## Text provided
Open plan design gone mad?

Issue 16 Words: Dick Clarke

Open plan design has many benefits, but also potential drawbacks in loss of control over noise, heating and cooling, says building designer Dick Clarke.

If there’s one idea that has permeated contemporary home design more than any other, it would be “open plan design”. Open plan living has many tangible benefits, but also some serious drawbacks if not done well.

Combined living, kitchen and dining areas should be no larger than 70 or 80 square metres – any bigger and things get out of control. It’s reasonably well known that houses with large living areas and circulation spaces which connect the house from one end to the other have poor thermal control, but if they have lots of exposed thermal mass inside, such as concrete floors and masonry walls, they may also have extremely poor acoustics.

The concept of open plan living comes from our love of big living areas with plenty of light, where all household activities happen in close proximity. This is in stark contrast to houses built before the 1950s, where kitchen, lounge and dining activities each had their own separate room, quite disconnected from the rest, and certainly disconnected from the outside world.

During the 1950s and 1960s, lounge and dining often came together in one larger space, with direct access to the kitchen. Then during the 1970s the kitchen was liberated from its second-class status, freed from isolation and brought joyfully into the core of the household.

## Exercises to complete
1. Reproduce the part of the article on open plan design from "The concept of" up to and including "of the household.".
2. Translate this sentence from the article on open plan design into Spanish: "During the 1950s and 1960s, lounge and dining often came together in one larger space, with direct access to the kitchen."
The material after this note is not needed.

## Data provided
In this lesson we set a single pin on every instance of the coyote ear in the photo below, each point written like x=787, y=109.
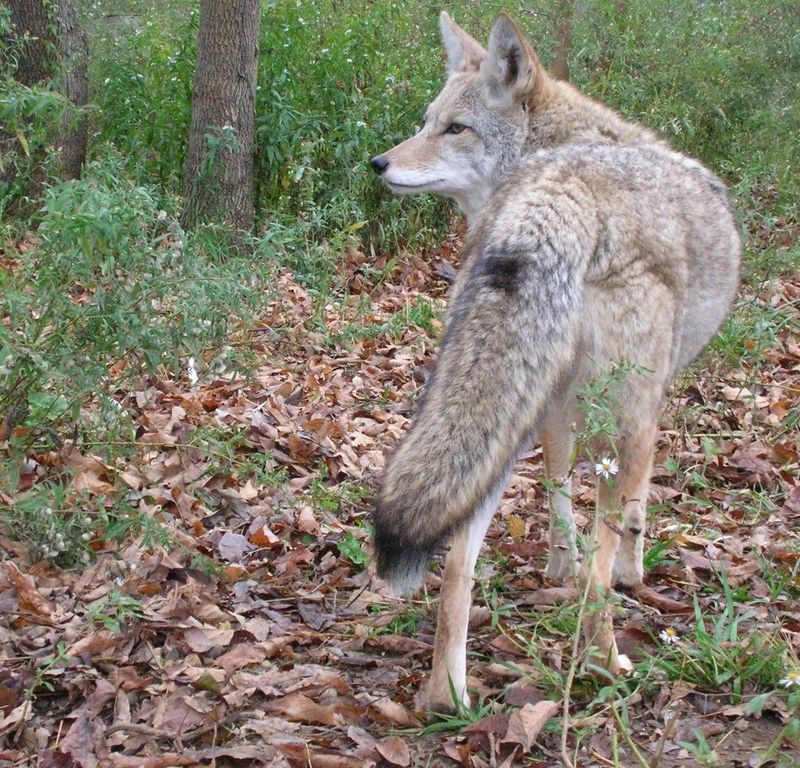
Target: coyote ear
x=511, y=65
x=464, y=52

## Outputs by task
1.
The concept of open plan living comes from our love of big living areas with plenty of light, where all household activities happen in close proximity. This is in stark contrast to houses built before the 1950s, where kitchen, lounge and dining activities each had their own separate room, quite disconnected from the rest, and certainly disconnected from the outside world.

During the 1950s and 1960s, lounge and dining often came together in one larger space, with direct access to the kitchen. Then during the 1970s the kitchen was liberated from its second-class status, freed from isolation and brought joyfully into the core of the household.

2. Durante las décadas de 1950 y 1960, la sala de estar y el comedor a menudo se unían en un solo espacio más amplio, con acceso directo a la cocina.